Your instructions => In this exercise, every entry is to be transcribed exactly as written.

Information =>
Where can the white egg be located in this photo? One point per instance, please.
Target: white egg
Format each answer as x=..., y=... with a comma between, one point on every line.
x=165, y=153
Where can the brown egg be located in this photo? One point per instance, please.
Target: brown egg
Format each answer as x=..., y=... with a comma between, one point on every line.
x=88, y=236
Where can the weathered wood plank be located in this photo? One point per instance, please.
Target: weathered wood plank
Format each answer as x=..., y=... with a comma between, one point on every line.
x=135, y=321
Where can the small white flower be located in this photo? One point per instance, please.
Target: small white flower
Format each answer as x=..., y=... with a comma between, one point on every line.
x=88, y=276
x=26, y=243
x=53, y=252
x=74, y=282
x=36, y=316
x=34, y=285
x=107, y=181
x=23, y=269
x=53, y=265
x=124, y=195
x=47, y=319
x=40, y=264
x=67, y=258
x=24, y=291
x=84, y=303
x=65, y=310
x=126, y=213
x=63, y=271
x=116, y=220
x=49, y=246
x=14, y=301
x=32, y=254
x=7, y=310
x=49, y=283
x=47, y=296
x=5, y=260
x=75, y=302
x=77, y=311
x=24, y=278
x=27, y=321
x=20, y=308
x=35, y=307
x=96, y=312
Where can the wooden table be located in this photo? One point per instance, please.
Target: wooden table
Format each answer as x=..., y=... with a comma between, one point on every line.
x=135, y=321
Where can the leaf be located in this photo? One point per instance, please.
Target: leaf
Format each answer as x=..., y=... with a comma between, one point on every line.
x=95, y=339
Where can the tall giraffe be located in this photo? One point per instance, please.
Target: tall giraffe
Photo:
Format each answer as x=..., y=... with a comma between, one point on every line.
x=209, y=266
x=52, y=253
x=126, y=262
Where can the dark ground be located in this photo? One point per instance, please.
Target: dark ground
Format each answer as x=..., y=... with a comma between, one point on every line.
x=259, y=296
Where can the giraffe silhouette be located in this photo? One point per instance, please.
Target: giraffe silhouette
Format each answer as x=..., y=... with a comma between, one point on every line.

Solution below =>
Where can the white egg be located in this photo? One point per instance, please.
Target: white egg
Format each answer as x=..., y=... with a comma between, one point on every line.
x=165, y=153
Where can the brown egg be located in this photo? One point per instance, please.
Target: brown egg
Format each answer as x=..., y=... with a comma between, one point on every line.
x=88, y=236
Where can the weathered wood plank be located in this photo? One point per instance, please.
Target: weathered wood plank
Format each answer as x=..., y=... with a comma between, one point on every line.
x=135, y=321
Where can the small white flower be located in this photo? One point per instance, please.
Target: small white flower
Format each answer as x=..., y=... with a comma between, one point on every line.
x=88, y=276
x=26, y=243
x=53, y=252
x=74, y=282
x=36, y=316
x=34, y=285
x=107, y=181
x=23, y=269
x=53, y=265
x=124, y=195
x=47, y=319
x=40, y=264
x=67, y=258
x=24, y=291
x=84, y=303
x=65, y=310
x=126, y=213
x=63, y=271
x=116, y=220
x=49, y=246
x=14, y=301
x=32, y=254
x=7, y=310
x=49, y=283
x=47, y=296
x=5, y=260
x=75, y=302
x=77, y=311
x=24, y=278
x=27, y=321
x=20, y=308
x=35, y=307
x=96, y=312
Where can the wooden table be located in this photo? One point per instance, please.
Target: wooden table
Format each answer as x=..., y=... with a comma between, one point on every line.
x=135, y=321
Where can the leaf be located in this photo? One point per instance, please.
Target: leaf
Format each answer as x=..., y=... with a comma between, one point on every line.
x=95, y=339
Where can the tall giraffe be located in this photo? One point per instance, please.
Target: tall giraffe
Photo:
Format each answer as x=..., y=... with a comma between, one point on every line.
x=209, y=266
x=52, y=253
x=126, y=262
Where can the dark ground be located in this photo? One point per instance, please.
Target: dark ground
Format each answer as x=..., y=... with a comma between, one point on every line.
x=259, y=296
Where can the giraffe silhouette be located in this photo? One point per instance, please.
Target: giraffe silhouette
Format each answer as x=..., y=... with a comma between, one point on every line.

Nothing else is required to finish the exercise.